§ PROVIDED RECORDS
# # #
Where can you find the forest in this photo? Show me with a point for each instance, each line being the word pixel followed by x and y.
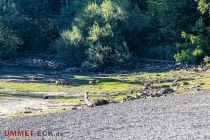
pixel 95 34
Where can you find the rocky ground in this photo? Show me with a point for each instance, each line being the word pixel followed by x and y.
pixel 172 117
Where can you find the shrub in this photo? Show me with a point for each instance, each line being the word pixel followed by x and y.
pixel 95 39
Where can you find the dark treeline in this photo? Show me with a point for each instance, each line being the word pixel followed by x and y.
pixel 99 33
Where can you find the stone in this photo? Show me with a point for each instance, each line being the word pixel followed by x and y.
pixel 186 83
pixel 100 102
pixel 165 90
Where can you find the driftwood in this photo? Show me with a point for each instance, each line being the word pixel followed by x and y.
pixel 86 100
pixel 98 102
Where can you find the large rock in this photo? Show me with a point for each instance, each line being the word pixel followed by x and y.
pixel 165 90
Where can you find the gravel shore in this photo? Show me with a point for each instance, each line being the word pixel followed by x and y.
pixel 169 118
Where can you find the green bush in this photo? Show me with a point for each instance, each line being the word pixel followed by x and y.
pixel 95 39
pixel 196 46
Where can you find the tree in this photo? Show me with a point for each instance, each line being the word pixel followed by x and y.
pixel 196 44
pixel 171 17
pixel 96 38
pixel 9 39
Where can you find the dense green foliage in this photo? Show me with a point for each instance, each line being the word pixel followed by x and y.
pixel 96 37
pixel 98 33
# # #
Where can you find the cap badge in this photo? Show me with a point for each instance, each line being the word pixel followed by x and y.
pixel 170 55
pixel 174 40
# # #
§ TO DO
Please rewrite the rows from the line with "Where can you find the driftwood" to the line with "pixel 98 33", swapping "instance" for "occurrence" and keeping everything else the same.

§ ANSWER TO THIS PROBLEM
Where can you find the driftwood in this photo? Show me with a point for each occurrence, each line being the word pixel followed by x and y.
pixel 86 100
pixel 98 102
Where can you find the large rock in this photo? Show me with a point for each occurrence, each line being the word pixel followed by x and y.
pixel 165 90
Where can you find the gravel shore in this photo? Show me with a point for each occurrence, each line being the word pixel followed by x and y.
pixel 169 118
Where can you find the green bush in this photo? Show me with a point for each occurrence, each line being the word pixel followed by x and y.
pixel 95 39
pixel 196 46
Where can you find the tree in this photo? Show me with a point for each occurrence, each line being the word pixel followed by x and y.
pixel 196 44
pixel 171 17
pixel 96 38
pixel 9 39
Where can you find the dense green foliage in this photo? Show me with a point for each occurrence, each line being the word pixel followed by x and y.
pixel 96 37
pixel 98 33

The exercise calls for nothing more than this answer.